---- TEXT PROVIDED

It seems The Australian is following the BOS story
Here's another relating to RGM and Robert Hughes
RGM are planning on spending 100,000,000 a year??
More at stake in molester affair than a reputation Caroline Overington
From: The Australian March 27, 2010
THE Nine Network's A Current Affair this week did something that Australian media is generally reluctant to do: it named a man -- a TV dad, from a popular 1980s sitcom -- as a child molester.
Robert Hughes, who played the dad in Hey Dad on the Seven Network until 1993, has not been charged with any offence. His accusers have not yet been to police. There is a real risk, if charges are laid, that Hughes -- who vehemently denies the allegations -- will be able to argue that he cannot get a fair trial. After all, he's been described, on the highest rating program of the week, as a dirty old man.
Girls who worked with him on Hey Dad have said he loved getting his penis out and waving it around. He'd pull them on to his lap and try to cop a feel. In short, he has been described as the kind of dreaded, grabby pervert little kids used to learn to avoid.
Nine believes it has assembled enough evidence to withstand a defamation action from Hughes. At the same time, it understands that there is more than Hughes's personal reputation at stake.

--------
---- DATA SECTION

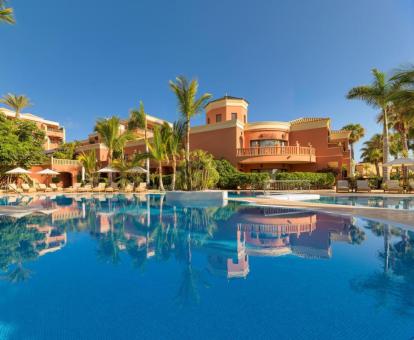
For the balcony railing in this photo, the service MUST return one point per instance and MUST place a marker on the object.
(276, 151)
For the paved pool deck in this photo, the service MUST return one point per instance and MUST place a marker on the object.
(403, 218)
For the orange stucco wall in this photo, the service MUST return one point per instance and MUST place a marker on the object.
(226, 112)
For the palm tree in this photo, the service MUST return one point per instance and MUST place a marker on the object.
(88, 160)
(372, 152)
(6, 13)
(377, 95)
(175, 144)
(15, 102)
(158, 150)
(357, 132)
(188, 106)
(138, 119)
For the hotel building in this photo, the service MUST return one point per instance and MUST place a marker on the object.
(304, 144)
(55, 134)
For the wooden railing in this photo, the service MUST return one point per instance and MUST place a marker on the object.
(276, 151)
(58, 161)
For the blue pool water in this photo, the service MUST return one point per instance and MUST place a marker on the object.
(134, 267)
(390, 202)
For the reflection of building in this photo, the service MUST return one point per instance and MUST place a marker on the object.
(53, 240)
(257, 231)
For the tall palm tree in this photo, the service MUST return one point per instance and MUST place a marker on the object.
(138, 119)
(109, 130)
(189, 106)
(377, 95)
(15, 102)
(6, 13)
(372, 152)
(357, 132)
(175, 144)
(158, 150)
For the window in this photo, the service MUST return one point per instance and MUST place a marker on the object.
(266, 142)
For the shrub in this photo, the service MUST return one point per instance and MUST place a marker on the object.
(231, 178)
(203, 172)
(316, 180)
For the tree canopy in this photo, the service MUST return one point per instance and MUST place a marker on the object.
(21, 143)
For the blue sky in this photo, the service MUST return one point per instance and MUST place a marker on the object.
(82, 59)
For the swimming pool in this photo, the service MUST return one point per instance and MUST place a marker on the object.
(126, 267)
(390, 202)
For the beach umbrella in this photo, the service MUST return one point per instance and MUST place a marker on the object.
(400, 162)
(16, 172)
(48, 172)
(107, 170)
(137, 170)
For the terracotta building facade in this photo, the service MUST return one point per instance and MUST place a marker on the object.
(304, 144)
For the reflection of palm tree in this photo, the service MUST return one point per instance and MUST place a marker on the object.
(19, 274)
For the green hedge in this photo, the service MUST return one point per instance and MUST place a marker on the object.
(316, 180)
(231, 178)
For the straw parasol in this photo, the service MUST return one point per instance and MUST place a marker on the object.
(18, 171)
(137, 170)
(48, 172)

--------
---- DATA SECTION

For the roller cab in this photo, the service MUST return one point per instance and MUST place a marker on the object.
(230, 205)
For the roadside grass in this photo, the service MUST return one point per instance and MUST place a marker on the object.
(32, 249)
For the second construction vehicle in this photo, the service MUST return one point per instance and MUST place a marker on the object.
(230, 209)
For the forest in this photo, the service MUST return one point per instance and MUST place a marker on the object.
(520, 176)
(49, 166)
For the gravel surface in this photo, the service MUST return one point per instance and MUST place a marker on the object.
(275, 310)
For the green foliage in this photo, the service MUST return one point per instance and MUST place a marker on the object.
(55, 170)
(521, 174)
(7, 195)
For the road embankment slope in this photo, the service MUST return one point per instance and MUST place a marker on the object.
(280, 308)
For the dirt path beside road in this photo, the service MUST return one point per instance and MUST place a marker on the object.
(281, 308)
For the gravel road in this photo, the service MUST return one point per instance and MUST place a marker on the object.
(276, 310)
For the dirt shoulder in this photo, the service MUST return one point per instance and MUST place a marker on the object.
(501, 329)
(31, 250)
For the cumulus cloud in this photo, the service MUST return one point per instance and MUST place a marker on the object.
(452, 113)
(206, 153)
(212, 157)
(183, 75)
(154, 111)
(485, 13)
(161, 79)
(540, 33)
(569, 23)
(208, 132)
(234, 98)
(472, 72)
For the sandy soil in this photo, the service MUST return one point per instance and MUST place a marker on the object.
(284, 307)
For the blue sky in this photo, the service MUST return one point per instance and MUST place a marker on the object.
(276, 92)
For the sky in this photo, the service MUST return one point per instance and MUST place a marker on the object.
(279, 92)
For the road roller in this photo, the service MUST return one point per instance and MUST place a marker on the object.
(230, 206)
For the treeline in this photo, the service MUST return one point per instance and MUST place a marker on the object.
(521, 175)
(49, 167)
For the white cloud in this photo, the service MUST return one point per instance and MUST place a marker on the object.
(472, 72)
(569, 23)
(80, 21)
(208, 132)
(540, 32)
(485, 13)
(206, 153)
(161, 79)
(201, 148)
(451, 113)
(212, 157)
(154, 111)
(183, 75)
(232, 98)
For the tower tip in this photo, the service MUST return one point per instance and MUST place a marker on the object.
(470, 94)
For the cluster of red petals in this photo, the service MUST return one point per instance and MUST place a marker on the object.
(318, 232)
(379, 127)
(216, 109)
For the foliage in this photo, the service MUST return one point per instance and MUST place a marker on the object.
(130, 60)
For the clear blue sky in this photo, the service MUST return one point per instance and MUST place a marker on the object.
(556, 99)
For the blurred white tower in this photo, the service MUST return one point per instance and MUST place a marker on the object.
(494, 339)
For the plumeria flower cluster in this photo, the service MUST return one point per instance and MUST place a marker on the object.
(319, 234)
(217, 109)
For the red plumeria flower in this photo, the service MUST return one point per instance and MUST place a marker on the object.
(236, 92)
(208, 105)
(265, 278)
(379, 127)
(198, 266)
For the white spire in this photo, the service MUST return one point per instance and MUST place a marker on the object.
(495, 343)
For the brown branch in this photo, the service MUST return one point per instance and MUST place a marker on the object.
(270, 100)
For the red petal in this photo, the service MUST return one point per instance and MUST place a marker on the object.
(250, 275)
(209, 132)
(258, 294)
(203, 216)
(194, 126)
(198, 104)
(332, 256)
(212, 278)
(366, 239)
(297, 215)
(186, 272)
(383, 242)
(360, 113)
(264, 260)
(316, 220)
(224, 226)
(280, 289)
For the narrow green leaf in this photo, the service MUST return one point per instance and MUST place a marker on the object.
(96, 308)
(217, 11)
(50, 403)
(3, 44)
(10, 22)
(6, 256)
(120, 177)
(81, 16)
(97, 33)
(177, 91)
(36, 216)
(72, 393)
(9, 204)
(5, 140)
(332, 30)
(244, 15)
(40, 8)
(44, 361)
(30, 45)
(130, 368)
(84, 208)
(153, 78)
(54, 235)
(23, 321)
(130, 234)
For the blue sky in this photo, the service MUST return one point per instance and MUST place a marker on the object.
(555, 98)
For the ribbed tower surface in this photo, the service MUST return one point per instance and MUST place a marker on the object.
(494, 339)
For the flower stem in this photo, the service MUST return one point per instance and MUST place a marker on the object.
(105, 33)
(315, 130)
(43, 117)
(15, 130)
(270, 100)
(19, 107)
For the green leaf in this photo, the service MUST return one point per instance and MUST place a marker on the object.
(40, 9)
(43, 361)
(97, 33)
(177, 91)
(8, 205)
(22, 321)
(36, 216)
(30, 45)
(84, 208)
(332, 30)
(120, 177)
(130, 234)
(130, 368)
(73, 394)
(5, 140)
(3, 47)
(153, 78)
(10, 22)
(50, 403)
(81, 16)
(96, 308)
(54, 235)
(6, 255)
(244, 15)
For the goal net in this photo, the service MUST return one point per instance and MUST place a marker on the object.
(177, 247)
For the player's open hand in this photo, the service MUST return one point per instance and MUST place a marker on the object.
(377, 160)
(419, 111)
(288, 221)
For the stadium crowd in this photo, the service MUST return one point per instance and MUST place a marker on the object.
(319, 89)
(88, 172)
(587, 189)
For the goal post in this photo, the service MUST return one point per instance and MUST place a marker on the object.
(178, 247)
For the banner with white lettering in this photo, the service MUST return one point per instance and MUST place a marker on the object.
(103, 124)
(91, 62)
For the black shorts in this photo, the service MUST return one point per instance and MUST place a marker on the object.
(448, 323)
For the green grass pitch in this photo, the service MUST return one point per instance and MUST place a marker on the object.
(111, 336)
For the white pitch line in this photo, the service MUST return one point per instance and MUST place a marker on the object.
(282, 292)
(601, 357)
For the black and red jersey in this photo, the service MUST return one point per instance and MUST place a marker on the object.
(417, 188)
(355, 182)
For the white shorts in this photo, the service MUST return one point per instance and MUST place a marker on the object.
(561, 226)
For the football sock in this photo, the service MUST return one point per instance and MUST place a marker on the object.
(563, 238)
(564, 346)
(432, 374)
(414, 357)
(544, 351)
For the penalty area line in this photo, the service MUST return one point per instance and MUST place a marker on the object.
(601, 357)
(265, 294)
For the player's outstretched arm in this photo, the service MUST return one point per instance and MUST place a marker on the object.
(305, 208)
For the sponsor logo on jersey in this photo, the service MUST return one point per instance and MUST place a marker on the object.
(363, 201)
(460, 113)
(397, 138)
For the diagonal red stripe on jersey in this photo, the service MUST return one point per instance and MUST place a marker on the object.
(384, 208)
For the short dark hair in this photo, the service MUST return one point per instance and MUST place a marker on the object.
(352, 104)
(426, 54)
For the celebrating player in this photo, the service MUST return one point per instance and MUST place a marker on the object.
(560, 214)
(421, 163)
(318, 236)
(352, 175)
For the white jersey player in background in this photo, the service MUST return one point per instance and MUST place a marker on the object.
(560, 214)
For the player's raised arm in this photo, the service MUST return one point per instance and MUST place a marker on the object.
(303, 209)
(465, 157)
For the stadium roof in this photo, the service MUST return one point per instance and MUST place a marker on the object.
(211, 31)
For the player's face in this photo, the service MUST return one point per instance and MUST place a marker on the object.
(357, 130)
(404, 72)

--------
---- DATA SECTION

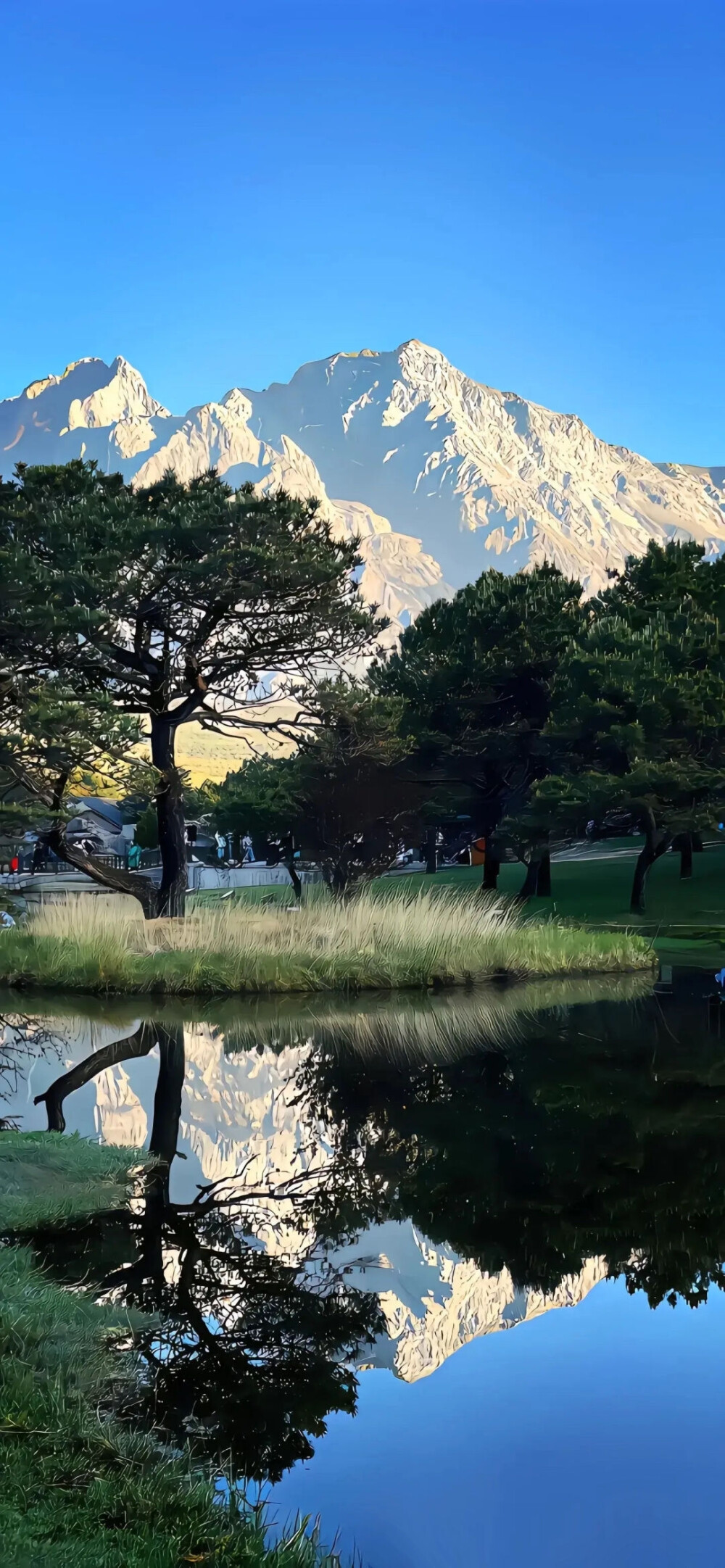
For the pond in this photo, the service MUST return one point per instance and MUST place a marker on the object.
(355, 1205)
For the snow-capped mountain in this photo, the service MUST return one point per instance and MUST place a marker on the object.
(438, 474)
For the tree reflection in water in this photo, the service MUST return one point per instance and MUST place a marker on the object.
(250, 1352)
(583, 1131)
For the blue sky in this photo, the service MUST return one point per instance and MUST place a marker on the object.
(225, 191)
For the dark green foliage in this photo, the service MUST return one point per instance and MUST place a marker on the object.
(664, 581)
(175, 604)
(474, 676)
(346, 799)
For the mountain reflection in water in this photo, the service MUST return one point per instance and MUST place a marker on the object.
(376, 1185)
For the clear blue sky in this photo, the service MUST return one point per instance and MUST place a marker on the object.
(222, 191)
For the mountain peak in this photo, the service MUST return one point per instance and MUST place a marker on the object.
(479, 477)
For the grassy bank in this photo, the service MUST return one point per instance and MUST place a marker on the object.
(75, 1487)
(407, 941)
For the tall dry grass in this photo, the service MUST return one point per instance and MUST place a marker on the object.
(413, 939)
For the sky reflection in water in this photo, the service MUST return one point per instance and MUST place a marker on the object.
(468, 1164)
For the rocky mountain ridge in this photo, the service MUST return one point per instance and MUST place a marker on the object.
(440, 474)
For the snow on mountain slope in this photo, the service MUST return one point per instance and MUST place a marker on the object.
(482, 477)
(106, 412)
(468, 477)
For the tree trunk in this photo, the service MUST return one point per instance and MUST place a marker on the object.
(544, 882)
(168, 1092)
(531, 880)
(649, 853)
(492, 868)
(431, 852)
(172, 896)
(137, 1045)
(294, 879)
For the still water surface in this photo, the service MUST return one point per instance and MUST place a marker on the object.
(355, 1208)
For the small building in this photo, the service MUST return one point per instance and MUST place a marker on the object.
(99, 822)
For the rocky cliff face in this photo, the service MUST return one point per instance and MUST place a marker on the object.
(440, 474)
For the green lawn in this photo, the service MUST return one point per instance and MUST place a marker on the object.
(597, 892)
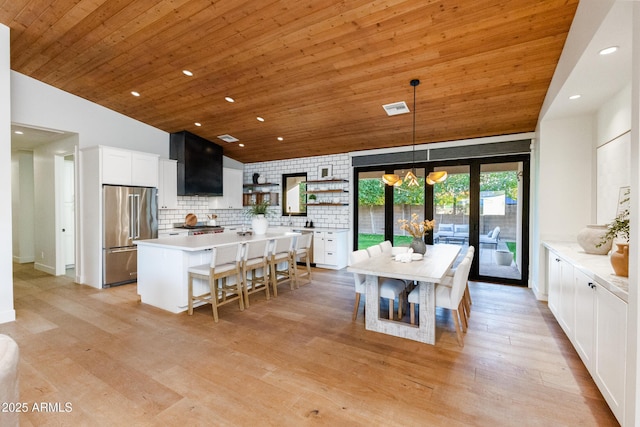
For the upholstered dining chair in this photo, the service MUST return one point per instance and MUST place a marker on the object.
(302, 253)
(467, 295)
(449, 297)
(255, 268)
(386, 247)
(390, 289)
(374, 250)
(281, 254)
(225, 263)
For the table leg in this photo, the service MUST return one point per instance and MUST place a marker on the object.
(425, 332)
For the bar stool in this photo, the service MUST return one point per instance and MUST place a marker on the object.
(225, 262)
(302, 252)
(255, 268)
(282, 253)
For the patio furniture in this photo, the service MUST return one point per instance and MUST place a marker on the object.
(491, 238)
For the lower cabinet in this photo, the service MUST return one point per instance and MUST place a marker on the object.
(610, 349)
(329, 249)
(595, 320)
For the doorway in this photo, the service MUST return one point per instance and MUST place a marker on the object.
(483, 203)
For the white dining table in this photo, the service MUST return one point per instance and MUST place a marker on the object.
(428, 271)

--------

**REQUIRED TASKS:**
1. Edit the stretch of the article on the Robert Hughes allegations from "More at stake" through "dirty old man.", replacing "Seven Network" with "Ten Network".
2. Summarize the article on the Robert Hughes allegations in two sentences.

**TASK RESPONSES:**
1.
More at stake in molester affair than a reputation Caroline Overington
From: The Australian March 27, 2010
THE Nine Network's A Current Affair this week did something that Australian media is generally reluctant to do: it named a man -- a TV dad, from a popular 1980s sitcom -- as a child molester.
Robert Hughes, who played the dad in Hey Dad on the Ten Network until 1993, has not been charged with any offence. His accusers have not yet been to police. There is a real risk, if charges are laid, that Hughes -- who vehemently denies the allegations -- will be able to argue that he cannot get a fair trial. After all, he's been described, on the highest rating program of the week, as a dirty old man.

2. The Nine Network's A Current Affair named Robert Hughes, who played the dad in Hey Dad, as a child molester, although he has not been charged, his accusers have not yet been to police, and he vehemently denies the allegations. Girls who worked with him on the show described him exposing himself and pulling them onto his lap, and Nine believes it has enough evidence to withstand a defamation action while understanding that more than his personal reputation is at stake.